**Object detection data**.
---

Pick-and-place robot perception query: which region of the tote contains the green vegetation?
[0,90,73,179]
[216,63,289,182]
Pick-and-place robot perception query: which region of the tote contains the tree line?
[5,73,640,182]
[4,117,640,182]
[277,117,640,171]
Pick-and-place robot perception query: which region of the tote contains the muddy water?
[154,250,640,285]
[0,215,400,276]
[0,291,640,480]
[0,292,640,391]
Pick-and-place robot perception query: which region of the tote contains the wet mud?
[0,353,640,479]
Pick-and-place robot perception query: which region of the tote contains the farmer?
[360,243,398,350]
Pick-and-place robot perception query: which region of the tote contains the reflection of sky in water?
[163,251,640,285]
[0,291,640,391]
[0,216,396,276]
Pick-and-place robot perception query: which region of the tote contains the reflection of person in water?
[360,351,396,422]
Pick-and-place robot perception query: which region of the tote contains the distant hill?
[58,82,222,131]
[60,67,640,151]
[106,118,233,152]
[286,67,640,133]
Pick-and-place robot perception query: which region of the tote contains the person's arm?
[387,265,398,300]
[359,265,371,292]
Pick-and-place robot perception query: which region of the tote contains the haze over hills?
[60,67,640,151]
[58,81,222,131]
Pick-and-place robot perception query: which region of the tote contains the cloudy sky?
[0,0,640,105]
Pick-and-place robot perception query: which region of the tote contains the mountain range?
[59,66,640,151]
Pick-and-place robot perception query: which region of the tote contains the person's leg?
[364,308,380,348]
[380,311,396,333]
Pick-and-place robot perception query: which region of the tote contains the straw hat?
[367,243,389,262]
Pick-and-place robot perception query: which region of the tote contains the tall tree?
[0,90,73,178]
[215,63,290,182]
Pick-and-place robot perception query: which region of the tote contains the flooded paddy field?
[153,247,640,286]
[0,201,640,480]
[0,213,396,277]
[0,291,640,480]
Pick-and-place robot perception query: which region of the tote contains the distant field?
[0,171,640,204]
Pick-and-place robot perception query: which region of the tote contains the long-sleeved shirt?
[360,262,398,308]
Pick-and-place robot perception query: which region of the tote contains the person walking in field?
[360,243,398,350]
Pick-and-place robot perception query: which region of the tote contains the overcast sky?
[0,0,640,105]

---

**Exercise description**. Copy every row above word for word.

**Answer below**.
Pick-and-place robot perception query: which region of the tote contains the green vegetation?
[0,90,73,179]
[216,63,289,182]
Pick-and-place robot perception query: which region of the tote contains the tree line?
[5,73,640,182]
[4,117,640,182]
[277,117,640,171]
Pick-and-place robot perception query: which region of the tote contains the muddy water?
[154,250,640,285]
[0,215,400,276]
[0,291,640,480]
[0,292,640,391]
Pick-and-place robot perception query: which region of the tote contains the wet mud?
[0,353,640,479]
Pick-and-place robot perception query: which region of the tote contains the farmer?
[360,243,398,350]
Pick-and-place robot perception query: which region of the tote contains the reflection of sky in water?
[163,251,640,285]
[0,291,640,391]
[0,216,396,276]
Pick-and-place robot perception query: which region of the tote contains the reflection of person in water?
[360,351,396,422]
Pick-and-place robot perception query: which region of the tote contains the distant hill?
[58,82,222,131]
[60,67,640,151]
[106,118,233,152]
[286,67,640,133]
Pick-and-place robot perception query: which region of the tote contains the person's arm?
[387,265,398,300]
[359,265,371,292]
Pick-and-place robot perception query: which region of the tote contains the haze over hills?
[60,67,640,151]
[58,81,222,131]
Pick-and-place robot perception query: which region of the tote contains the cloudy sky?
[0,0,640,105]
Pick-and-place robot perception query: which region of the tote contains the mountain range?
[59,66,640,151]
Pick-and-place robot perception query: which region of the tote contains the person's leg?
[364,308,380,348]
[380,311,396,333]
Pick-and-place robot perception query: which region of the tote contains the straw hat?
[367,243,389,262]
Pick-and-place robot perception query: which region of the tote contains the tall tree?
[0,90,73,178]
[215,63,290,182]
Pick-and-place robot perception query: which region of the tote contains the flooded paddy field?
[153,247,640,286]
[0,201,640,480]
[0,213,396,277]
[0,291,640,480]
Pick-and-place robot perception query: which region of the tote contains the distant field?
[0,171,640,204]
Pick-and-place robot perception query: which region of the tote contains the long-sleeved shirt?
[360,262,398,308]
Pick-and-place robot perception query: which region of the tote contains the person walking in field?
[360,243,398,350]
Pick-and-place robot perception query: which region of the tote contains the overcast sky?
[0,0,640,105]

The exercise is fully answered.